- RECORDS FOR THE EXERCISE -
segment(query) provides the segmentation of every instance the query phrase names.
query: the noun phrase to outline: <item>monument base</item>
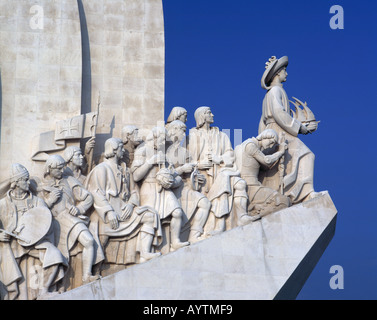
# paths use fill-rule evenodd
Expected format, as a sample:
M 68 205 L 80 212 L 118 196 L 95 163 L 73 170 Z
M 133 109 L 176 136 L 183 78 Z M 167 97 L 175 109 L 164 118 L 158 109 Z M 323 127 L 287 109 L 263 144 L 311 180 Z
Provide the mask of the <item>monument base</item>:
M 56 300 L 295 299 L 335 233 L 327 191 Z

---

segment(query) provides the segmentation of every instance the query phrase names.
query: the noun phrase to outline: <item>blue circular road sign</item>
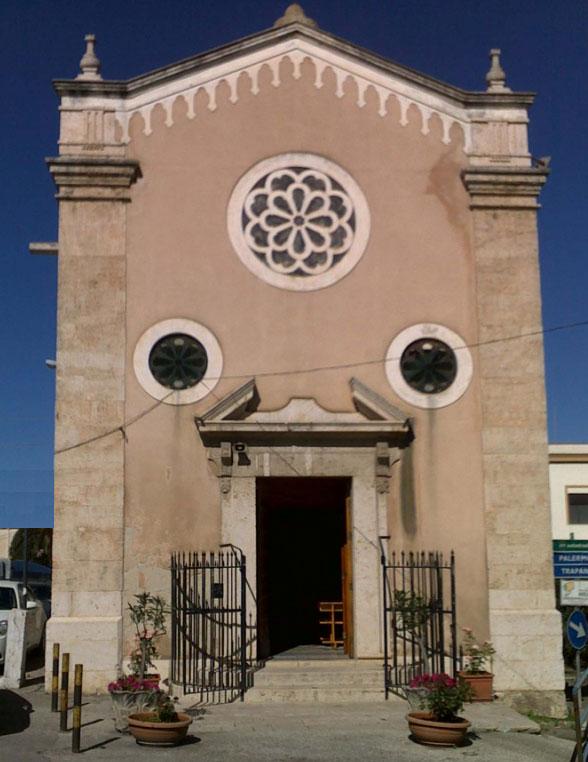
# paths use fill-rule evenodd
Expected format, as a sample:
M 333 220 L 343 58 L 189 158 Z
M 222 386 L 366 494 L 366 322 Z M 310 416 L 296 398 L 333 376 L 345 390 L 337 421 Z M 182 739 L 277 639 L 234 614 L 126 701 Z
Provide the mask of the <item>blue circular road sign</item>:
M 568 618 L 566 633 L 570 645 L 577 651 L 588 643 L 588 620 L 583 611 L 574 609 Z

- YOUR ASSIGNMENT -
Return the lines above that include the string "phrase".

- TASK RESULT -
segment(query) provides the segmentation of every instance the query phrase names.
query: the noun phrase to outline: <item>monument base</item>
segment(query) provides the segmentation of every instance the query phrase names.
query: the noun phrase to outline: <item>blue circular road sign</item>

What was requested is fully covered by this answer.